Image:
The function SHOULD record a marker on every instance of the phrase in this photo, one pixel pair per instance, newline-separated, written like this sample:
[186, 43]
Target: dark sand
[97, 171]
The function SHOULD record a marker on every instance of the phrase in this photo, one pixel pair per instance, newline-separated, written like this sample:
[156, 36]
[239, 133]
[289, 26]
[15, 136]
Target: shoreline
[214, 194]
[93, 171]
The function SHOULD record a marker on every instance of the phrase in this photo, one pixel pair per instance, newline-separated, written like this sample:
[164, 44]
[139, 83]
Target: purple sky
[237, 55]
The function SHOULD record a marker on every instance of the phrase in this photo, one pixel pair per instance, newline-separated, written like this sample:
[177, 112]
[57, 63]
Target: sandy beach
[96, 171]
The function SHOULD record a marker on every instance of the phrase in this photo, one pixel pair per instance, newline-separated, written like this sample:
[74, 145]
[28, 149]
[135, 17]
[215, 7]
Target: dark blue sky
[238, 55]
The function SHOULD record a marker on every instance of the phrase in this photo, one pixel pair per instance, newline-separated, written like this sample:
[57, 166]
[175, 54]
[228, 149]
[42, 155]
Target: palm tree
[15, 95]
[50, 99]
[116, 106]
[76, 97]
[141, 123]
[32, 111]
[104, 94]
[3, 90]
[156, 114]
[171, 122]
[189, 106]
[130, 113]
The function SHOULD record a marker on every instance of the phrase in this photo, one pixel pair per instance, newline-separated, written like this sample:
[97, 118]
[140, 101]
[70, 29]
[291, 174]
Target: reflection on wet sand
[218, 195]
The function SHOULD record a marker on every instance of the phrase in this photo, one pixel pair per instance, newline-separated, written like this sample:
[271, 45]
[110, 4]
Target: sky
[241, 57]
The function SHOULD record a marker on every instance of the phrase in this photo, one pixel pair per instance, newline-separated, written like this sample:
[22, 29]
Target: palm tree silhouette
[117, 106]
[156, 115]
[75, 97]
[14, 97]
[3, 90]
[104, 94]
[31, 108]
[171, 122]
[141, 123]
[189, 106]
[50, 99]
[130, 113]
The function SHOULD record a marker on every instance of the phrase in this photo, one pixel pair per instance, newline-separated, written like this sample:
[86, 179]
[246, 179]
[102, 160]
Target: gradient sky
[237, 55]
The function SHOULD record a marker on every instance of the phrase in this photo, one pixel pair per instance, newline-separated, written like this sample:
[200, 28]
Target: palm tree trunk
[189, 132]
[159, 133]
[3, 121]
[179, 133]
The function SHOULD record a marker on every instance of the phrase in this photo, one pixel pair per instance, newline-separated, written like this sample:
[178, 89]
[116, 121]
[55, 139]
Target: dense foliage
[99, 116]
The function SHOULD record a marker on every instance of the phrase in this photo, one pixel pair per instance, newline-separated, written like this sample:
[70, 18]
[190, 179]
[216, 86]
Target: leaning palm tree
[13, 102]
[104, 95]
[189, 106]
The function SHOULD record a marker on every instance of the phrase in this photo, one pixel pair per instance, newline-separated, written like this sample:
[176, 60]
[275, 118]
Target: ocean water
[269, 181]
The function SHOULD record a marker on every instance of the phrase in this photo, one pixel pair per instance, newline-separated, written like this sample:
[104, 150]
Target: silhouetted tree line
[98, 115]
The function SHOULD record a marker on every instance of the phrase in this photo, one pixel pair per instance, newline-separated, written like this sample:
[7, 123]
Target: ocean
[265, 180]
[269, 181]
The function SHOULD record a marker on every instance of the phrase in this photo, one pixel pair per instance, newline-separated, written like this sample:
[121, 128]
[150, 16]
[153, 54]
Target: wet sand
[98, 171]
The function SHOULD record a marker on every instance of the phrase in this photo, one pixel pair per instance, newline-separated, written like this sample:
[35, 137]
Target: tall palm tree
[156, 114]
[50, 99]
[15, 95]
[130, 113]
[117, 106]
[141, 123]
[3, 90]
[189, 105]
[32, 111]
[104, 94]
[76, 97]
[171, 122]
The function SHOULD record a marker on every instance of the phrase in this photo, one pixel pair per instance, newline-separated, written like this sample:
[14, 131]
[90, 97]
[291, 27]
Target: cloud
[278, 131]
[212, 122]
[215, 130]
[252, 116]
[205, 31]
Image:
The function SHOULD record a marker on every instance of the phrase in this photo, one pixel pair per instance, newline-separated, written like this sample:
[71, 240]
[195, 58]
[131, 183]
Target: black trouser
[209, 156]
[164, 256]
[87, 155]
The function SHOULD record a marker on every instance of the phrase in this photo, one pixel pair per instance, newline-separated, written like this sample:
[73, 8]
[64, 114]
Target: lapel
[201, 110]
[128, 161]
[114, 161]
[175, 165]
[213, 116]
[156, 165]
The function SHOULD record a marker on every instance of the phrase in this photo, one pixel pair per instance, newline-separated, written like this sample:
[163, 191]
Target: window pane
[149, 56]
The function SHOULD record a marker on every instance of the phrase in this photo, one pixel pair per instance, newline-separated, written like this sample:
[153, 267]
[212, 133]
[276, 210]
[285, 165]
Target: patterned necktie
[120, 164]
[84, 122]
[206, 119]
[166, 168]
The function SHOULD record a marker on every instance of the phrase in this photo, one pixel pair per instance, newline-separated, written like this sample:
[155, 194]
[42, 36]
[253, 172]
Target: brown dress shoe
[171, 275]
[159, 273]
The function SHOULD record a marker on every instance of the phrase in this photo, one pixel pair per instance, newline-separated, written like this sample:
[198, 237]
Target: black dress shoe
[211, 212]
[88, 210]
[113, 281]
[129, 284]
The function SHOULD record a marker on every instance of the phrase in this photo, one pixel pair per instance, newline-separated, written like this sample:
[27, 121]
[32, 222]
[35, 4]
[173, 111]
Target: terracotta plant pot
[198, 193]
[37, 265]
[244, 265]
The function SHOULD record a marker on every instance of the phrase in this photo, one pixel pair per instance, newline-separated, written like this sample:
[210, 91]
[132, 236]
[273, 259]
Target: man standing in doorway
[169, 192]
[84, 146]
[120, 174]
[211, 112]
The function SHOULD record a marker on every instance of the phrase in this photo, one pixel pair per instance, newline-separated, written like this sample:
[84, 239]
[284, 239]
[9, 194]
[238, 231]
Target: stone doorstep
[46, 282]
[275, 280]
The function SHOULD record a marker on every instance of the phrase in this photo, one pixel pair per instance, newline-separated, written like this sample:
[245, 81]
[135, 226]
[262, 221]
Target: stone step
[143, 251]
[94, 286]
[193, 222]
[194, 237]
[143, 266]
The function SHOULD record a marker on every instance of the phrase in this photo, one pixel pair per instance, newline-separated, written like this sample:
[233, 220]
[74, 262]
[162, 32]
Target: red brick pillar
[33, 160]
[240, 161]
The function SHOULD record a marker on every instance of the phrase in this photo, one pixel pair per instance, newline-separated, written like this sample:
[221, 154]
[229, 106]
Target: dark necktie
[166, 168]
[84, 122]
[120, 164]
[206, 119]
========================
Write out all the data again, exactly as it appears.

→ WRITTEN RESPONSE:
Image:
The function SHOULD record a marker on every instance of the phrase in this photo, one pixel pair per instance, newline-separated, written like this sample:
[186, 43]
Target: dark sand
[97, 171]
The function SHOULD record a marker on every instance of the phrase in this photo, one pixel pair per instance, newline-separated, written like this sample:
[156, 36]
[239, 133]
[289, 26]
[15, 136]
Target: shoreline
[214, 194]
[93, 171]
The function SHOULD record a marker on every instance of the phrase in this photo, one pixel pair per instance, newline-separated, written like this sample:
[164, 44]
[139, 83]
Target: purple sky
[237, 55]
The function SHOULD record a marker on every instance of the phrase in this photo, one pixel pair per instance, newline-separated, written like this sample:
[177, 112]
[57, 63]
Target: sandy beach
[96, 171]
The function SHOULD record a marker on every instance of the phrase in this photo, one pixel pair per instance, newline-separated, written like this sample:
[74, 145]
[28, 149]
[135, 17]
[215, 7]
Target: dark blue sky
[238, 55]
The function SHOULD record a marker on every instance of the phrase in this photo, one pixel pair per instance, newline-separated, written like this sample:
[57, 166]
[175, 54]
[228, 149]
[42, 155]
Target: palm tree
[15, 95]
[50, 99]
[116, 106]
[76, 97]
[141, 123]
[32, 111]
[104, 94]
[3, 90]
[156, 114]
[171, 122]
[189, 106]
[130, 113]
The function SHOULD record a marker on every instance of the phrase in this photo, one pixel pair per instance, newline-separated, written like this sample:
[97, 118]
[140, 101]
[70, 29]
[291, 174]
Target: reflection on wet sand
[218, 195]
The function SHOULD record a marker on every instance of the phrase in this photo, one pixel pair per instance, newline-separated, written like this sample:
[271, 45]
[110, 4]
Target: sky
[241, 57]
The function SHOULD record a marker on every instance of the phrase in this photo, one pixel pair per instance, newline-separated, written like this sample:
[22, 29]
Target: palm tree silhouette
[117, 106]
[156, 115]
[75, 97]
[14, 97]
[3, 90]
[104, 94]
[31, 108]
[171, 122]
[141, 123]
[189, 106]
[50, 99]
[130, 113]
The function SHOULD record a marker on every instance of the phrase in this photo, one pixel pair per instance, newline-separated, written like this sample:
[86, 179]
[246, 179]
[102, 160]
Target: gradient sky
[237, 55]
The function SHOULD record a marker on every instance of the phrase in this photo, one pixel pair per instance, newline-separated, written like this sample:
[200, 28]
Target: palm tree trunk
[189, 132]
[159, 133]
[3, 121]
[179, 133]
The function SHOULD record a marker on every instance of the phrase in this photo, one pixel pair per instance, newline-separated, written like this sample:
[178, 89]
[116, 121]
[55, 139]
Target: dense foliage
[99, 116]
The function SHOULD record a marker on every instance of the phrase in this photo, one pixel pair per instance, newline-separated, written like this sample:
[70, 18]
[190, 179]
[216, 86]
Target: leaning palm tree
[13, 102]
[104, 95]
[189, 106]
The function SHOULD record a marker on every instance of the phrase in this photo, one pixel pair per instance, newline-separated, written like this sample:
[176, 60]
[275, 118]
Target: ocean water
[269, 181]
The function SHOULD record a marker on every instance of the phrase in this photo, one pixel pair per instance, newline-separated, written like this sample:
[104, 150]
Target: silhouetted tree line
[98, 115]
The function SHOULD record a marker on every instance of the phrase in this photo, one pixel pair per instance, newline-separated, written like this sample:
[7, 123]
Target: ocean
[265, 180]
[269, 181]
The function SHOULD record a marker on every instance of the phrase in this photo, one pixel pair per instance, newline-separated, written like this sample:
[121, 128]
[150, 16]
[153, 54]
Target: wet sand
[98, 171]
The function SHOULD record a marker on every instance of the phrase in this photo, one pixel pair per instance, newline-separated, written like this sample:
[35, 137]
Target: tall palm tree
[156, 114]
[50, 99]
[15, 95]
[130, 113]
[117, 106]
[141, 123]
[3, 90]
[189, 105]
[32, 111]
[104, 94]
[76, 97]
[171, 122]
The function SHOULD record a marker on every instance of the phrase in this photo, one pixel pair per instance, newline-separated, written like this sample:
[14, 131]
[90, 97]
[291, 27]
Target: cloud
[278, 131]
[212, 122]
[215, 130]
[252, 116]
[205, 31]
Image:
The function SHOULD record a marker on every instance of the phrase in this photo, one pixel pair per instance, newline-separated, written like this sample:
[71, 240]
[195, 58]
[131, 183]
Target: black trouser
[209, 156]
[164, 256]
[87, 155]
The function SHOULD record a marker on every instance of the phrase in this photo, one pixel pair per instance, newline-separated, written like this sample:
[73, 8]
[64, 114]
Target: lapel
[201, 110]
[128, 161]
[114, 161]
[175, 165]
[213, 116]
[156, 165]
The function SHOULD record a marker on every instance of the phrase in this photo, one pixel pair per instance, newline-separated, written like this sample:
[163, 191]
Target: window pane
[149, 56]
The function SHOULD record a marker on every instance of the phrase in this photo, one pixel pair per instance, newline-separated, written like this sample:
[153, 267]
[212, 133]
[276, 210]
[285, 165]
Target: patterned necktie
[120, 164]
[84, 122]
[206, 119]
[166, 168]
The function SHOULD record a marker on every instance of the phrase in this photo, one pixel pair per instance, newline-separated, written like this sample:
[155, 194]
[42, 36]
[253, 172]
Target: brown dress shoe
[171, 275]
[159, 273]
The function SHOULD record a marker on every instance of the phrase in this photo, one pixel pair per instance, newline-separated, written like this sample:
[198, 237]
Target: black dress shoe
[211, 212]
[88, 210]
[113, 281]
[129, 284]
The function SHOULD record a marker on every instance of the phrase in this photo, one pixel pair per instance, newline-separated, written like this sample:
[27, 121]
[32, 222]
[35, 4]
[173, 111]
Target: terracotta plant pot
[198, 193]
[37, 265]
[244, 265]
The function SHOULD record a marker on every instance of the phrase in this photo, one pixel pair per instance, newline-separated, written like this sample:
[210, 91]
[132, 236]
[273, 259]
Target: man standing in doorway
[169, 192]
[84, 146]
[120, 174]
[211, 112]
The function SHOULD record a marker on every instance of the phrase in this photo, one pixel pair per instance, newline-separated, written like this sample:
[84, 239]
[284, 239]
[9, 194]
[238, 231]
Target: stone doorstep
[46, 282]
[275, 280]
The function SHOULD record a marker on every instance of the phrase in this photo, one pixel pair per instance, newline-separated, written like this sample:
[245, 81]
[135, 226]
[262, 221]
Target: stone step
[143, 251]
[94, 286]
[193, 222]
[194, 237]
[143, 266]
The function SHOULD record a marker on every instance of the phrase in this photo, one pixel pair per instance, newline-separated, written like this sample:
[233, 220]
[74, 262]
[162, 32]
Target: red brick pillar
[33, 160]
[240, 161]
The function SHOULD record a marker on every instance of the phrase in this photo, one pixel pair per instance, newline-separated, written like this sample:
[221, 154]
[229, 106]
Target: dark necktie
[166, 168]
[84, 122]
[120, 164]
[206, 119]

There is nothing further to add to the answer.